- [What you should do]: Copy the rows below word for word, omitting the pictures.

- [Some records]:

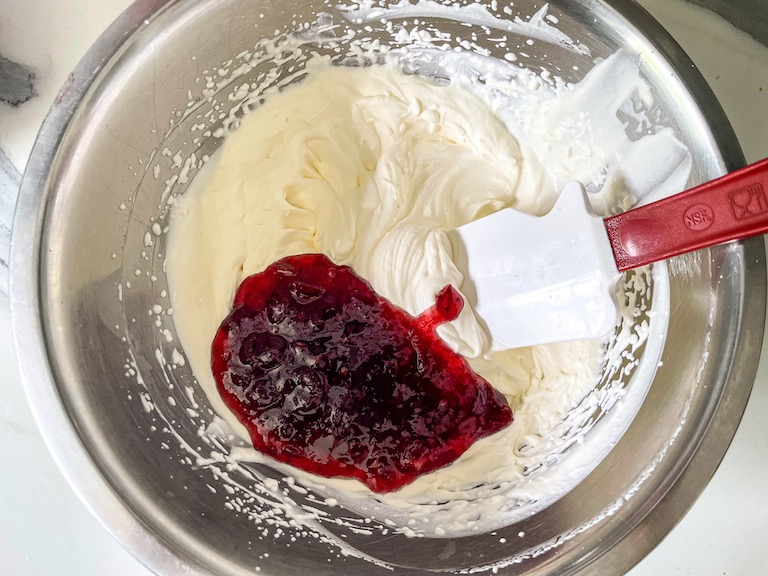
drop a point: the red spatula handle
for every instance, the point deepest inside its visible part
(732, 207)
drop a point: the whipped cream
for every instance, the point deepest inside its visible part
(369, 166)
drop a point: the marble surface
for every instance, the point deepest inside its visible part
(45, 530)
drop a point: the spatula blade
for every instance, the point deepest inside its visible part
(537, 280)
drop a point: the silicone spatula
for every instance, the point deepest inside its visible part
(538, 280)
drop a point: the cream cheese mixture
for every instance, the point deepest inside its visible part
(370, 165)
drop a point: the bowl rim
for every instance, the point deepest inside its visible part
(94, 490)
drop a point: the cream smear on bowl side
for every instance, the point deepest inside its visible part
(547, 131)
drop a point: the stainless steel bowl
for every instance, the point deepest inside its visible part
(88, 198)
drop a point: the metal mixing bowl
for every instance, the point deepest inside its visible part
(87, 344)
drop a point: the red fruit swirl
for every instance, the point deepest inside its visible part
(329, 377)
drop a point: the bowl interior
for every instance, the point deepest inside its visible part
(145, 127)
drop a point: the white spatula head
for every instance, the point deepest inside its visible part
(537, 280)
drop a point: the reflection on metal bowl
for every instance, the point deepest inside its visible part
(124, 416)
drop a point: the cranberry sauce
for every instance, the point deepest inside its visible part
(331, 378)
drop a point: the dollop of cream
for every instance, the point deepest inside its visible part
(370, 166)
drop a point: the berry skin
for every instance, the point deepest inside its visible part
(329, 377)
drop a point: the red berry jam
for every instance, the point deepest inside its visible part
(333, 379)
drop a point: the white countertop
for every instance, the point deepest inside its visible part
(45, 530)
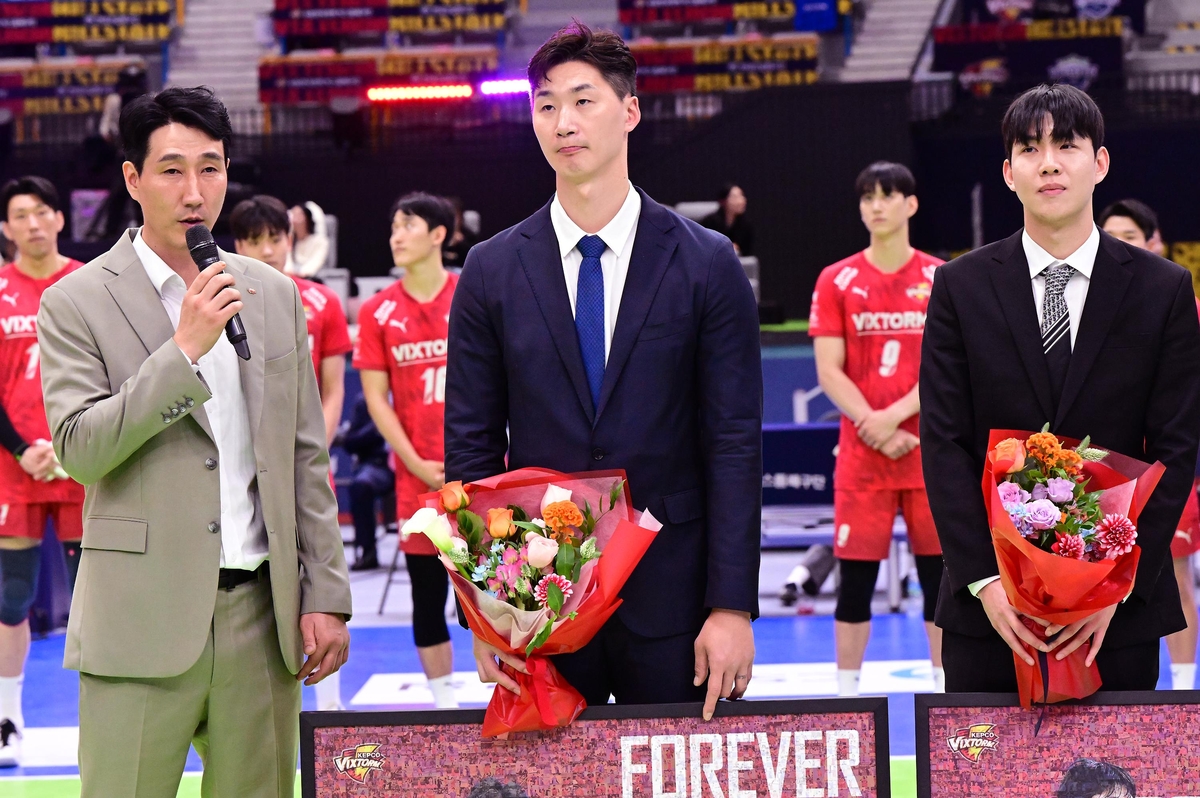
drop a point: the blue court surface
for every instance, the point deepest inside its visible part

- [Solution to the exercise]:
drop a point: the red spatula handle
for every instance, the point deepest inside its visible part
(732, 207)
drop a point: the whipped cream
for every instance, the point deepest inside its visible part
(369, 166)
drop a point: the marble surface
for every instance, the point deepest inside its visible part
(45, 530)
drop a point: the spatula blade
for every instance, the point deepest inside its visible part
(537, 280)
drop a point: the silicone spatula
for every instance, the point deepest inside its visible part
(538, 280)
drop a point: the cream cheese mixture
for every instance, the point deepest inside its visible part
(370, 165)
drop a point: the bowl rim
for every instance, the point deepest inside its visible part
(94, 490)
drop a point: the cream smear on bowl side
for every instance, the point deepest inside its visible part
(547, 131)
drop a point: the stainless steel bowl
for every instance, the point deepest inside its visible part
(88, 198)
drop a point: the metal mixing bowl
for every instance, the point deepest inside its visible part
(87, 344)
drop a point: the red fruit swirl
for every instance, the point deepest inside its visible part
(329, 377)
drop a point: the bowl interior
for every instance, the point deepest inside its visible part
(145, 127)
drop a point: the white spatula head
for every instance, the point deepest inside its visible part
(537, 280)
drop a point: the reflection on metal bowl
for every instance, the point deepest inside its visible part
(124, 416)
drop a point: the cranberry sauce
for every instance, the point deepest inside its visible part
(331, 378)
drop a point: the dollop of cream
for every instance, the point deepest inside its visible part
(370, 166)
drop a point: the berry skin
for every instance, the point deepest inside its visible part
(329, 377)
drop a point: the red berry jam
for every instance, the point deepest inside its visible part
(333, 379)
drop a point: the white countertop
for every instance, the point deepest inside its visible part
(45, 530)
drop a point: the blue court surface
for every instance, the point deepest inside its visible part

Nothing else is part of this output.